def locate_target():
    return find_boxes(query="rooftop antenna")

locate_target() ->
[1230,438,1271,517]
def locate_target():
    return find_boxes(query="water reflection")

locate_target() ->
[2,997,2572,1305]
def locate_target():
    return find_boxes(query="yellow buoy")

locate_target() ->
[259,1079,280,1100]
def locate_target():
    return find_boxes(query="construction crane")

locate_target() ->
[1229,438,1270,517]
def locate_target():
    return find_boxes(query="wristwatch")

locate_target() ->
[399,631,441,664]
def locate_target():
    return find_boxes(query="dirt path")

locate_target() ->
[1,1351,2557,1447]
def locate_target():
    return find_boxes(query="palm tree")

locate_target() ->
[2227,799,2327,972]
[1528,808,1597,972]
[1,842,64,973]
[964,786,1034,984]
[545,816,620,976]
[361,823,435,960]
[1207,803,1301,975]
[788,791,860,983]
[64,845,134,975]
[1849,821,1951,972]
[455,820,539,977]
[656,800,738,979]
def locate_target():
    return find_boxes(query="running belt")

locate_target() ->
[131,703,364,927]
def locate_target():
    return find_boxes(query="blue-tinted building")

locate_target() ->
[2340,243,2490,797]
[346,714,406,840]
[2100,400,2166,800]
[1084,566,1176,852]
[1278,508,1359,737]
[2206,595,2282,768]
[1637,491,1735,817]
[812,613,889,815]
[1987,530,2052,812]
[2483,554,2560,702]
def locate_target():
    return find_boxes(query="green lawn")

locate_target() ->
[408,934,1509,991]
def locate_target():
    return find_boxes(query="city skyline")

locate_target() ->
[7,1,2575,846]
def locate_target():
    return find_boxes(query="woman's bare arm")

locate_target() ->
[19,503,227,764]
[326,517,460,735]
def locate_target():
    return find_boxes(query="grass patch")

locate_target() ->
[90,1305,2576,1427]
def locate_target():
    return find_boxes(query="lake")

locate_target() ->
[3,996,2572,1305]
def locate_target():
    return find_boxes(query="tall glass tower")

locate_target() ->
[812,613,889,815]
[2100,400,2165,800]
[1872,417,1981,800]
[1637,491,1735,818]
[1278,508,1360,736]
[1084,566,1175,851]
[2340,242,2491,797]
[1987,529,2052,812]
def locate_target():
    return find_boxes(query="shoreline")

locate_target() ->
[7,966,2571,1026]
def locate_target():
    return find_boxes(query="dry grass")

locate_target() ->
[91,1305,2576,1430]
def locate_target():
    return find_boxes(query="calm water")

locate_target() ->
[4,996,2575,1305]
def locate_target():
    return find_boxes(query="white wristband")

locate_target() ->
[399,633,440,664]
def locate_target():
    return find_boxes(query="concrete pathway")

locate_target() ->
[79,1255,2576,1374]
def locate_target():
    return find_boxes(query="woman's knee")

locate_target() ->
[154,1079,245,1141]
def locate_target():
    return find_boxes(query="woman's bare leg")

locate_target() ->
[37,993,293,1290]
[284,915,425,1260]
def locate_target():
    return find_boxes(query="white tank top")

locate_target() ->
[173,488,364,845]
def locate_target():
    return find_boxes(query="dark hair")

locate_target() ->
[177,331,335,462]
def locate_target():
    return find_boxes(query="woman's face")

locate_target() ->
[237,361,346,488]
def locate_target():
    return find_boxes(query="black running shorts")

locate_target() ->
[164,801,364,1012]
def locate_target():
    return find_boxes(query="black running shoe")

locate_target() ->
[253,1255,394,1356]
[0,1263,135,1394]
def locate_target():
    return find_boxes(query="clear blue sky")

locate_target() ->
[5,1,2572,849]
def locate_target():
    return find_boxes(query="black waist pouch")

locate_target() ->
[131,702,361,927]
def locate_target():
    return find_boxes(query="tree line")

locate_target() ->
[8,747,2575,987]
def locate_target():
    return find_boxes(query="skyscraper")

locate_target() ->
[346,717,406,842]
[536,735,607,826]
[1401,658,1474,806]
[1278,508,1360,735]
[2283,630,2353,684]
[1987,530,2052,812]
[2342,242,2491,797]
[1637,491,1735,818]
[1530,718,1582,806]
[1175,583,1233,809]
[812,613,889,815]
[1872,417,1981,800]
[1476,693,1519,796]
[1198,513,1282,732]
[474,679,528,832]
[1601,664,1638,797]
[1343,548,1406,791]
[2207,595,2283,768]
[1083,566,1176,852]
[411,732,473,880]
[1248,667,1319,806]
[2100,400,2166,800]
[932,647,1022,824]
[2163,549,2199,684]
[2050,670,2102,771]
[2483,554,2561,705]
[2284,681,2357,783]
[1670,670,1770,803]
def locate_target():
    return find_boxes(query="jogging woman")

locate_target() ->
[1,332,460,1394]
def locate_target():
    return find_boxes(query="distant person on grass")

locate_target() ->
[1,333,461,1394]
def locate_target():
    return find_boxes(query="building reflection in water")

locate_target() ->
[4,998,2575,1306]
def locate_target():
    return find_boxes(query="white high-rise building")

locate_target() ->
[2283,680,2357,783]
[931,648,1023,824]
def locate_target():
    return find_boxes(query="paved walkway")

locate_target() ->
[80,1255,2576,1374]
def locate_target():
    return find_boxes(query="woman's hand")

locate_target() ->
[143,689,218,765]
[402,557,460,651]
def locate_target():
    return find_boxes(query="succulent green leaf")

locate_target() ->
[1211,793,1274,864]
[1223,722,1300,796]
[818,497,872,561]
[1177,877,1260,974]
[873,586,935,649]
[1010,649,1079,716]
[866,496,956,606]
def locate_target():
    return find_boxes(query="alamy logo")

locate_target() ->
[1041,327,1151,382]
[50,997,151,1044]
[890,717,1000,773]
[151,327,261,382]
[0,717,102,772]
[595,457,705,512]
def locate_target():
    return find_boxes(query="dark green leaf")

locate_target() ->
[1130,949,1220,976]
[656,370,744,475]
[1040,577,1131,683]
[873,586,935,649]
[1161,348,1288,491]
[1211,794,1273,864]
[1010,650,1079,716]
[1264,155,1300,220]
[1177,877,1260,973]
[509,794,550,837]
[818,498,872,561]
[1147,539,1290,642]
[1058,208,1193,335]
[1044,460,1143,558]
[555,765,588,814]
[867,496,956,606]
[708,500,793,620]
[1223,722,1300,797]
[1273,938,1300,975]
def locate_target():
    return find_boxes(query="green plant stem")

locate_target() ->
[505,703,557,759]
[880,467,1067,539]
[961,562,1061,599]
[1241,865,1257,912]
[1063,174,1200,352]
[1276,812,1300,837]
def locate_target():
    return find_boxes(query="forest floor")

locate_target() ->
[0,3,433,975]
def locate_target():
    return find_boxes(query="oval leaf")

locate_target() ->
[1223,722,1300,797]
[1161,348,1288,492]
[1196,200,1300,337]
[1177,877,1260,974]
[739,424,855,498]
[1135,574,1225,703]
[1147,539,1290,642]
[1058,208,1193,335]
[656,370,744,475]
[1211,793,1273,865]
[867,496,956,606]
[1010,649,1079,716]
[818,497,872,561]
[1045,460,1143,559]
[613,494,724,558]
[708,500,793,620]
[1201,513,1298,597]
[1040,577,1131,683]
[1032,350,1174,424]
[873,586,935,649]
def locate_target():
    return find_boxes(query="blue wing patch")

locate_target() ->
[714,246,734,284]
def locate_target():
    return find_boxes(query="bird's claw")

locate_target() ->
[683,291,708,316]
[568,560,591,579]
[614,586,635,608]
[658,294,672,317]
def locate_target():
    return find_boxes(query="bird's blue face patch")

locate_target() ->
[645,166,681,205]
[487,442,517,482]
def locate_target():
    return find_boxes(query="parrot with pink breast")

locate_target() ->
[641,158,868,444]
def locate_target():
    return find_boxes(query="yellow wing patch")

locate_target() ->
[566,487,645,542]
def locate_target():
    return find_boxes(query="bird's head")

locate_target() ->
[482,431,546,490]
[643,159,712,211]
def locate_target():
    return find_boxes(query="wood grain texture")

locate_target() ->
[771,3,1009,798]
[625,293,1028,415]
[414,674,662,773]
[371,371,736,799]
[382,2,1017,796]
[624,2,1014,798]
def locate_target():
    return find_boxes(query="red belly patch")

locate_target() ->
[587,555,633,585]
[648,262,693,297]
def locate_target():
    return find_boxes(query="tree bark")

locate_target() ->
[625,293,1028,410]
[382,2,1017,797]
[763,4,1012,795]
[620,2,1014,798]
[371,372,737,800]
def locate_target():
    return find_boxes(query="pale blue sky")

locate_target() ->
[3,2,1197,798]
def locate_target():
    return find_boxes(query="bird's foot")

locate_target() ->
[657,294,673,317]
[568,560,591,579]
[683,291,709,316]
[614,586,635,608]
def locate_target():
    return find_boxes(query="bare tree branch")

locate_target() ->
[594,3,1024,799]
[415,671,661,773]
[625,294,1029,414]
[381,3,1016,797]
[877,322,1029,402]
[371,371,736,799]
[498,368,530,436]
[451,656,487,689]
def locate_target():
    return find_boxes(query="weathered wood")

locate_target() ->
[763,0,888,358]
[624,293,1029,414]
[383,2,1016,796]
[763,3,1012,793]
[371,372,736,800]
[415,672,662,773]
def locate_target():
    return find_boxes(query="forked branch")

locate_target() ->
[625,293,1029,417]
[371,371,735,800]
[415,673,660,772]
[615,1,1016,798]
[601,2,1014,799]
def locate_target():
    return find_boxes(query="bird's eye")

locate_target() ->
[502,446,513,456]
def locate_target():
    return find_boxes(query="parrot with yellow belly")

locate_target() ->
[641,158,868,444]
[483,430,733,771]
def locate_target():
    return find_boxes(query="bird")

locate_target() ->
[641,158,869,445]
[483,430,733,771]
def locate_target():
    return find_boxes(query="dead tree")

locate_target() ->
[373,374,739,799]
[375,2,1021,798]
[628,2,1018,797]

**EXERCISE DIRECTIONS:** The lines holding the string "bare" are what is needed from the material above.

**SOLUTION BELOW:**
    return find_boxes(query="woman's bare arm")
    return find_boxes(query="woman's bare leg")
    return find_boxes(query="bare tree branch")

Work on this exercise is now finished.